» Task statement:
Copy, without any change, the lines starting with the one that contains "Where can the eyeglasses" and going on through the one that contains "Where can the man", both included.

begin

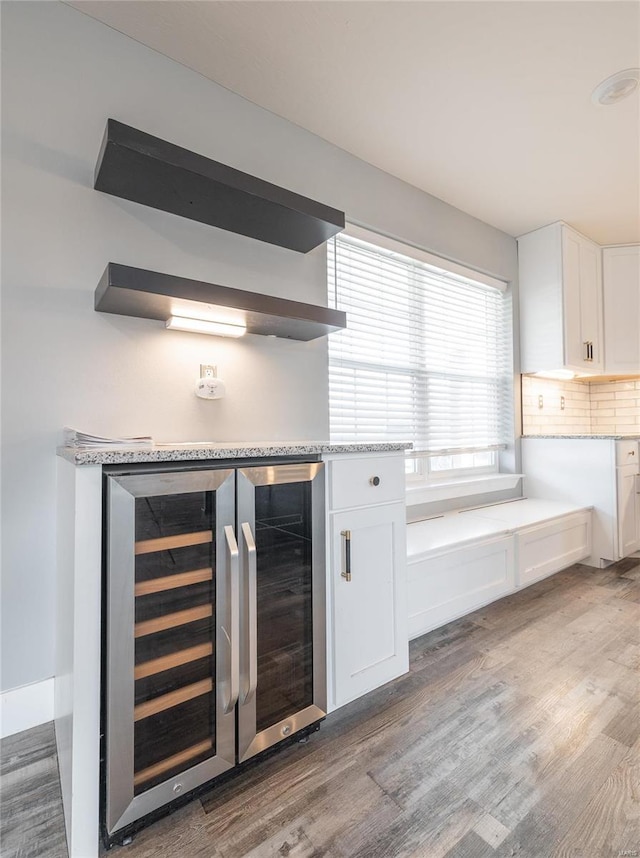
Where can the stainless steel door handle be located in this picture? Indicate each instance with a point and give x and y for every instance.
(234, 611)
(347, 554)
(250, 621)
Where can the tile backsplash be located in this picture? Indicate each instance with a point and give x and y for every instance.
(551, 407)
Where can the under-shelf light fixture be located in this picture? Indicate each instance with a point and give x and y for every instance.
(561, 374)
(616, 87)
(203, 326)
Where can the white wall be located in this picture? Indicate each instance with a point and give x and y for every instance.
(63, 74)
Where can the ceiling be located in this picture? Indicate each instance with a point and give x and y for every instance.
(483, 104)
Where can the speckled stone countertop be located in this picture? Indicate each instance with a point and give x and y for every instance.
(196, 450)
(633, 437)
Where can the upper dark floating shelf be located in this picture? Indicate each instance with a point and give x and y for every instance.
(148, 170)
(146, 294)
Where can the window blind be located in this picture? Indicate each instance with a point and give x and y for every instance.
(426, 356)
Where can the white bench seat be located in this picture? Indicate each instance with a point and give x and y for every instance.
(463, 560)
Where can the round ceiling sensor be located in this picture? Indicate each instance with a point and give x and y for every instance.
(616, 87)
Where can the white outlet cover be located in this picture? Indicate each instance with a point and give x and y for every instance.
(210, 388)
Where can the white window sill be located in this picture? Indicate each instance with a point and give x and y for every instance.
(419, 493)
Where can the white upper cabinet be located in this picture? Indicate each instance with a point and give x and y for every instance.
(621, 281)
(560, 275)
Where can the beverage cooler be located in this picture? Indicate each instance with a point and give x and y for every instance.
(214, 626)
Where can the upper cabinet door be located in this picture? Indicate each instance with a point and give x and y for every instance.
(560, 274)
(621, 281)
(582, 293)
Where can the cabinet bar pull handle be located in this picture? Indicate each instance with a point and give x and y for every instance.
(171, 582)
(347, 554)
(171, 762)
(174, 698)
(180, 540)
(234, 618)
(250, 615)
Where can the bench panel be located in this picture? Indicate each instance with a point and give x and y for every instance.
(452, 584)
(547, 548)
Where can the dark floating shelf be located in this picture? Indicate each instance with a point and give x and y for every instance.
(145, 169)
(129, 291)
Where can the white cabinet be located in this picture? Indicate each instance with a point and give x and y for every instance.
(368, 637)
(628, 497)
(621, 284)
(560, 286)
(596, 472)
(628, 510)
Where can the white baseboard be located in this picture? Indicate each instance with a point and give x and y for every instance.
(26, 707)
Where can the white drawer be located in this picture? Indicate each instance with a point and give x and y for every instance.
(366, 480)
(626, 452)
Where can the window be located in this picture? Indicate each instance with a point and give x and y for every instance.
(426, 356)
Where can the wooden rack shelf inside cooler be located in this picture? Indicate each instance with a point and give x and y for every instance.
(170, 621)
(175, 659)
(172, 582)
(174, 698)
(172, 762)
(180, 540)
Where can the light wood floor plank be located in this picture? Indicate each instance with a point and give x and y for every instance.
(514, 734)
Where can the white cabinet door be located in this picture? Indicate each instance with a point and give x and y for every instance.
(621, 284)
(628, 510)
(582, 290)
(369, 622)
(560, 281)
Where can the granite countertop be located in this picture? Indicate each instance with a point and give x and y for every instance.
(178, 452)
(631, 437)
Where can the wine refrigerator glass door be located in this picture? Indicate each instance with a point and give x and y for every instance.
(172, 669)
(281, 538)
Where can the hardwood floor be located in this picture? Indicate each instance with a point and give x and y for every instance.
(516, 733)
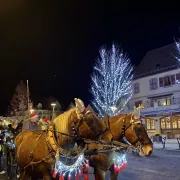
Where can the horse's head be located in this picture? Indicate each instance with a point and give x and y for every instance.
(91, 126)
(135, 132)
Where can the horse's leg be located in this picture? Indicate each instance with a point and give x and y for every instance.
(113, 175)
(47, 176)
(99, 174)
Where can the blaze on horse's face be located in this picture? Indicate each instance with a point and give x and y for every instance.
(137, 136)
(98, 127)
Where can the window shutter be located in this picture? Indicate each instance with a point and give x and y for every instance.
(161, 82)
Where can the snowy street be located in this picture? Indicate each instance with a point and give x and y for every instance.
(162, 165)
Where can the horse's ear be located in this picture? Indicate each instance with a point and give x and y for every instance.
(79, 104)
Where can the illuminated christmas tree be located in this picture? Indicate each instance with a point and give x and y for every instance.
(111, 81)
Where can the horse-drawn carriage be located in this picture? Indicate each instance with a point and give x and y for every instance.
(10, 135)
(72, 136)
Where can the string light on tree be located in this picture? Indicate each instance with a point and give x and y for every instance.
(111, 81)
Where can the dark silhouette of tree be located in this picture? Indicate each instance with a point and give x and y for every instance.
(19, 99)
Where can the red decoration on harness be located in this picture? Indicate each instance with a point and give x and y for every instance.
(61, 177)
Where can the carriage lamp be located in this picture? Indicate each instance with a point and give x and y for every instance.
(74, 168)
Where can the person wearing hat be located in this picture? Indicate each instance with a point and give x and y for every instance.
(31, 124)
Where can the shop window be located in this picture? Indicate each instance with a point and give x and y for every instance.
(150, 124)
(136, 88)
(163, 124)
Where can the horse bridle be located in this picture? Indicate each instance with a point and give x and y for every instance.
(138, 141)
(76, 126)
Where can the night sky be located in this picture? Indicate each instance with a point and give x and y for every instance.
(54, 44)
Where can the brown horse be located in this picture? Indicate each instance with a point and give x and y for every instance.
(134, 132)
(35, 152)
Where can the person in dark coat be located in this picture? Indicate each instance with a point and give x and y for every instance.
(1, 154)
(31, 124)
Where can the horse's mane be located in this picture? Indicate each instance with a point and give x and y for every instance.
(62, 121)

end
begin

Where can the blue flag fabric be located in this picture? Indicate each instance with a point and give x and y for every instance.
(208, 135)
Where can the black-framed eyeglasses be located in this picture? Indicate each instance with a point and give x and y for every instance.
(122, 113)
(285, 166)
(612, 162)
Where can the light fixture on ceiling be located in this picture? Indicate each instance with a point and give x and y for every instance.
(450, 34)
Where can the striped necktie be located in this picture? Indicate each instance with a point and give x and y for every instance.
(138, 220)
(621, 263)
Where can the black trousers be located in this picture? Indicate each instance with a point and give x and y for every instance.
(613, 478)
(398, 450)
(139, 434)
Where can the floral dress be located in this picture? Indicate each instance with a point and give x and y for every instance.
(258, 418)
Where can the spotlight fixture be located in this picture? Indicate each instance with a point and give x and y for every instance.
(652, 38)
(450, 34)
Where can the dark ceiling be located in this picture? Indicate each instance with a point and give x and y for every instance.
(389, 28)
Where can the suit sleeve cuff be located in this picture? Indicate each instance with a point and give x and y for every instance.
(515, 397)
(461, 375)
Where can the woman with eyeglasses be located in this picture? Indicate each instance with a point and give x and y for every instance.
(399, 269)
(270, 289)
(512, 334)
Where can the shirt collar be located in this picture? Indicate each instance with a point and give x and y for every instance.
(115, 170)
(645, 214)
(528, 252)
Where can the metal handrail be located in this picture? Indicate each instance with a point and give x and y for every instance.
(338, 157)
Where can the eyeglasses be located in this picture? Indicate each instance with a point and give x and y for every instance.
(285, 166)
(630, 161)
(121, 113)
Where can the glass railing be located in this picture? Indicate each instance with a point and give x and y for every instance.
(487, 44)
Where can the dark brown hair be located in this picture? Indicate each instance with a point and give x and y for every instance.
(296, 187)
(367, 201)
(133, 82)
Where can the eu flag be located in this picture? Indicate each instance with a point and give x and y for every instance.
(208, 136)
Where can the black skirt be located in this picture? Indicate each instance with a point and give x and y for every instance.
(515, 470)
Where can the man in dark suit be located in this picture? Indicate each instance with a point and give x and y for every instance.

end

» Expected answer:
Where can the eyeglasses be located in this picture? Indicate each instance with a point and give x and y for every instance.
(285, 166)
(630, 161)
(121, 113)
Where can the glass railing be located in this picture? Indicate each instance with a point and give x and y for every instance.
(487, 44)
Where can the dark brown hair be located in this picture? Indicate each instance with a point and give x and y for every instance.
(296, 187)
(367, 201)
(133, 82)
Where can the eu flag be located in this picture? Indicate each instance with a point and give x and y for every instance.
(208, 136)
Where can the black skirt be located in this picture? Indicate each instance with a point and give x and y for every instance.
(515, 470)
Where can the man in dark suit be located in this picture? Indicate each instance with a point and give x and y for every instance.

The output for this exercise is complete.